=== TASK INPUT ===
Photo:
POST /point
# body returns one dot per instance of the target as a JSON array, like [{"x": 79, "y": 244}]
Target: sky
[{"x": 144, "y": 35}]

=== PROBLEM DESCRIPTION ===
Render the listing above as a two-column CSV headed input and output, with one row per input beside its answer. Put every field in double quotes and replace its line breaks with spaces.

=== OUTPUT OF THE EXERCISE ===
input,output
"Photo: POST /point # body returns one dot per instance of the target as a JSON array, like [{""x"": 79, ""y"": 244}] Target: sky","[{""x"": 144, ""y"": 35}]"